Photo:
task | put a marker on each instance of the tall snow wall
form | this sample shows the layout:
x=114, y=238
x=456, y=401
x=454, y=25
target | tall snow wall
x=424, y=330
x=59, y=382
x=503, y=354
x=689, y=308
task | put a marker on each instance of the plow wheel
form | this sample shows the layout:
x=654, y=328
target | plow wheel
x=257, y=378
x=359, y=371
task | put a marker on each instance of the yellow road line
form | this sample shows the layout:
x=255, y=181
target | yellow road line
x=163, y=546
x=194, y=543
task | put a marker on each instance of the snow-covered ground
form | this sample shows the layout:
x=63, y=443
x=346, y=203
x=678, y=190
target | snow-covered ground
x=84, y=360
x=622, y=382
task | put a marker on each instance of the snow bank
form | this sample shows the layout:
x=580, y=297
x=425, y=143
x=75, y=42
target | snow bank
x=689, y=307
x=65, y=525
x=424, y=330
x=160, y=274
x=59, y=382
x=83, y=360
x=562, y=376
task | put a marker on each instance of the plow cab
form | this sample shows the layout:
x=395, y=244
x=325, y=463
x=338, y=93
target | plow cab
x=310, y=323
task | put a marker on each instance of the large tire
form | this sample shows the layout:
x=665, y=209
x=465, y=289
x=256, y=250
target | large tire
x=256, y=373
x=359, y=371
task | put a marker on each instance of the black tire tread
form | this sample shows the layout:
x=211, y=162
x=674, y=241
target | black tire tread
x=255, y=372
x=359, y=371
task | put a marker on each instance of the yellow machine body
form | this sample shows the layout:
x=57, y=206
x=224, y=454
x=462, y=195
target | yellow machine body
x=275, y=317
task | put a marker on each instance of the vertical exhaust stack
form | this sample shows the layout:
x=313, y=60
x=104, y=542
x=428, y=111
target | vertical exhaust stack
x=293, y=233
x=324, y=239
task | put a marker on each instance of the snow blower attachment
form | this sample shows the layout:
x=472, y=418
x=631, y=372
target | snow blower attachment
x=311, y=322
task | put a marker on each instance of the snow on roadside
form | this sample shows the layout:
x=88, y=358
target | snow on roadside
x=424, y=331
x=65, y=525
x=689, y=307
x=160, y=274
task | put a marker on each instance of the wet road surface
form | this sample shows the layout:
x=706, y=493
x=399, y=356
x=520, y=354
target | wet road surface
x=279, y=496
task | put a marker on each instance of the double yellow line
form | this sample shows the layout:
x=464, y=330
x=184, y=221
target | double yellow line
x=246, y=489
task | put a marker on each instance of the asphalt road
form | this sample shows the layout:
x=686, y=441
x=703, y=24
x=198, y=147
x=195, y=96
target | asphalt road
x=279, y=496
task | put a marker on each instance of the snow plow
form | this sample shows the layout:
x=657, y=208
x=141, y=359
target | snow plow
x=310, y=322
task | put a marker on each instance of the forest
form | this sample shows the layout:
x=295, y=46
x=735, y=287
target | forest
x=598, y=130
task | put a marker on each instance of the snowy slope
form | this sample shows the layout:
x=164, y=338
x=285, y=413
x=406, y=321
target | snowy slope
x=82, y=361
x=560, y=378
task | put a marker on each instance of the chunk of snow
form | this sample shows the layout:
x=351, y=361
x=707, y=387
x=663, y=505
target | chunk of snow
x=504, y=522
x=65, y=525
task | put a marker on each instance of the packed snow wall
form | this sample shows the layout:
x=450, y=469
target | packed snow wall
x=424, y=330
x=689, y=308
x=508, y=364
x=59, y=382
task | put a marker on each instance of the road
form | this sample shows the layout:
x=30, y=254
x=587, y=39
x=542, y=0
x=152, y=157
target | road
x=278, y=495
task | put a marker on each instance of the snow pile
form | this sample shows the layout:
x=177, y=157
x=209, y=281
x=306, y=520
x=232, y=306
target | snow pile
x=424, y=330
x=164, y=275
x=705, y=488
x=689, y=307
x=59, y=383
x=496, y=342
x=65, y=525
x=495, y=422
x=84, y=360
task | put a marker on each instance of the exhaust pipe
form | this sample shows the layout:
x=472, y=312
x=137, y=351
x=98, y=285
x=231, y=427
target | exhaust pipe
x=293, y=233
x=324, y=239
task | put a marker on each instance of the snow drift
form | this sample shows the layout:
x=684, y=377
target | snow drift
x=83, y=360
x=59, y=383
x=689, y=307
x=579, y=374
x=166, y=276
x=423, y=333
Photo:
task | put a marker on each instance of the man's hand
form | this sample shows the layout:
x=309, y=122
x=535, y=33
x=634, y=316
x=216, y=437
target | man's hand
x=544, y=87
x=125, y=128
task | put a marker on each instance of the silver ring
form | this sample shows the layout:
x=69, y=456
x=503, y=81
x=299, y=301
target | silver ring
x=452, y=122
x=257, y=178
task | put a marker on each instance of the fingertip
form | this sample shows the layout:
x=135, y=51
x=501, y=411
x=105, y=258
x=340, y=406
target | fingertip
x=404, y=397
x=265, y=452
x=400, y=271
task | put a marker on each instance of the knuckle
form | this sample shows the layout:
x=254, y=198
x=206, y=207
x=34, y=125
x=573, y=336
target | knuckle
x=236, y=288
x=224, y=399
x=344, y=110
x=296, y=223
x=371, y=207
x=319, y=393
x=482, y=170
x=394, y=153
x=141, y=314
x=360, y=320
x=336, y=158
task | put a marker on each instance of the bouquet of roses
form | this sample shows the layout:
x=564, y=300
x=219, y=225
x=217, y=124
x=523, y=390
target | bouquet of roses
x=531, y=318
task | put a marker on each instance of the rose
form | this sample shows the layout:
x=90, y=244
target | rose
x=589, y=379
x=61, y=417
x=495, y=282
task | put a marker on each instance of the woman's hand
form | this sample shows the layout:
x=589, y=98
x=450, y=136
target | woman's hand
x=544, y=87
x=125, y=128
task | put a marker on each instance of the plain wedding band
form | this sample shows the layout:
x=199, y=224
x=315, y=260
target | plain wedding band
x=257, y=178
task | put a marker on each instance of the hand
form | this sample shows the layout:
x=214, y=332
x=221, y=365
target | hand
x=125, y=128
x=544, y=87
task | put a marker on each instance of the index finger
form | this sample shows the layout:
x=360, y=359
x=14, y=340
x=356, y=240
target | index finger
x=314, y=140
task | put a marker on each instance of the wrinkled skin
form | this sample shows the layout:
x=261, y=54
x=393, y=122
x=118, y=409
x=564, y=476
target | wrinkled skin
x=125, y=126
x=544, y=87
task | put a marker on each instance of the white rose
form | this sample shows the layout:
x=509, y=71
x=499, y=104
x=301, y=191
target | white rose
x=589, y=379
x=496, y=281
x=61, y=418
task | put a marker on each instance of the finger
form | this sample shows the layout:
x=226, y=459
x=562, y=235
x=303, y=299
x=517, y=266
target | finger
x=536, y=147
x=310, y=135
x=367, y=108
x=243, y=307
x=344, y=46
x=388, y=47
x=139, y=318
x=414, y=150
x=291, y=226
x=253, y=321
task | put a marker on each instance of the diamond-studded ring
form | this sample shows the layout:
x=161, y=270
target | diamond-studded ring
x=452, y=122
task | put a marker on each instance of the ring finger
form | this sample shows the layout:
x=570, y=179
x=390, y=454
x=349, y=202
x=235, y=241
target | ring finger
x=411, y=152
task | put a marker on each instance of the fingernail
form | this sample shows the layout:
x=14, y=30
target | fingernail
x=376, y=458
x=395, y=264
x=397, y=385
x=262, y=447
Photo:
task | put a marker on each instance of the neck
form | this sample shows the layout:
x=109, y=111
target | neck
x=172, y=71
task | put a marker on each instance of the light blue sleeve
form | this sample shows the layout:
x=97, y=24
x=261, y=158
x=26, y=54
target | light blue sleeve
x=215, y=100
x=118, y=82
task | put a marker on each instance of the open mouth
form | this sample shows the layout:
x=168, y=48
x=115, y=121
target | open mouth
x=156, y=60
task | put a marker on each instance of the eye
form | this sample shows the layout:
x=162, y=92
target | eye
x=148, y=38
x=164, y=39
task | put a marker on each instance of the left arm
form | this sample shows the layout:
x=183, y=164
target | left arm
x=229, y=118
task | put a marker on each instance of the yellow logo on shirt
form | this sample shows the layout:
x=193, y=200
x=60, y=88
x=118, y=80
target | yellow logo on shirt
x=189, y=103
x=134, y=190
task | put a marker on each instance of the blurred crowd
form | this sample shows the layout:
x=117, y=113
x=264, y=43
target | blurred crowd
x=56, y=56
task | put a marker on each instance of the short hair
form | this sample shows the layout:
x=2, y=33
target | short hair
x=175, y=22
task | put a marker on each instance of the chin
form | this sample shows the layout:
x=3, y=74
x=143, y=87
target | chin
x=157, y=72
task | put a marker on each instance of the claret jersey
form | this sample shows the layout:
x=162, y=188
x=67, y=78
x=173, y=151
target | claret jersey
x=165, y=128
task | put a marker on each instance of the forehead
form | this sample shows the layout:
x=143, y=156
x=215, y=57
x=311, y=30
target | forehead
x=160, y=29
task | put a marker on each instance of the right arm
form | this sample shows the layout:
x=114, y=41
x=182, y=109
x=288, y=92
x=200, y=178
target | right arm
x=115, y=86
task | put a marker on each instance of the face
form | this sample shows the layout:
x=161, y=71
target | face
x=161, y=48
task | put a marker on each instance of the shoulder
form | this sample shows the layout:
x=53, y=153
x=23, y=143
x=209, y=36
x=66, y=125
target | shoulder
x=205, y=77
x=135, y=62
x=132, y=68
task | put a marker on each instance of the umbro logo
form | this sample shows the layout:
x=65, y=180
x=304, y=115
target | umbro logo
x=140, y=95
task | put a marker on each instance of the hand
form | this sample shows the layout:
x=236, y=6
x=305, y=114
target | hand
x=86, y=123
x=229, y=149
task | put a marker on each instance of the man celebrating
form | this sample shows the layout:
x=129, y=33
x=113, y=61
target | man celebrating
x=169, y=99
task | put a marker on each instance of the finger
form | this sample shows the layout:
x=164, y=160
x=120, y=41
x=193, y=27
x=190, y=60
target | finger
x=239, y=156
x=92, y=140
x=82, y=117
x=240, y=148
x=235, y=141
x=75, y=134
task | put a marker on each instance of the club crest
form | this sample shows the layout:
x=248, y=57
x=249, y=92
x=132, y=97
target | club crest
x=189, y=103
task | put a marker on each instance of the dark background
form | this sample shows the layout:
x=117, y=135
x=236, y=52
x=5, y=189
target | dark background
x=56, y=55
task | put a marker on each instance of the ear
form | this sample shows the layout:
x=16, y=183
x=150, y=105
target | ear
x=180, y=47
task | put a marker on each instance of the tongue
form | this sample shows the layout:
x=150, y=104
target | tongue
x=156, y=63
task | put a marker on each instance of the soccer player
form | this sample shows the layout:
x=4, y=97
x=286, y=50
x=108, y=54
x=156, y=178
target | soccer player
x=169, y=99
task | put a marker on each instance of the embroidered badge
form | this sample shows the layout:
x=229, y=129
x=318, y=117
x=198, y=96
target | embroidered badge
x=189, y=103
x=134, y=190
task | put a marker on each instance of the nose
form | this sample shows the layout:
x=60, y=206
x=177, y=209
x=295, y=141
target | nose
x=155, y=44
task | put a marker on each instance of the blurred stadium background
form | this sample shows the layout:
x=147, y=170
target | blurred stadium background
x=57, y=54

**What to do:** Rewrite the stretch of records from the line containing "task | put a marker on each instance of the silver" through the line containing "x=400, y=271", both ends included and requests kept. Multiply every answer coordinate by 1.8 and round to whole numbers, rounding halves up, but leave the numbers in the requests and their layout samples unchanged.

**The answer:**
task | put a marker on each instance of the silver ring
form | this sample shows the layout:
x=69, y=456
x=503, y=81
x=299, y=301
target | silver ring
x=814, y=220
x=463, y=320
task | put a marker on each instance of the fingertip
form | this sample shows the layout:
x=135, y=51
x=501, y=411
x=105, y=258
x=340, y=406
target | fingertip
x=727, y=715
x=477, y=814
x=720, y=488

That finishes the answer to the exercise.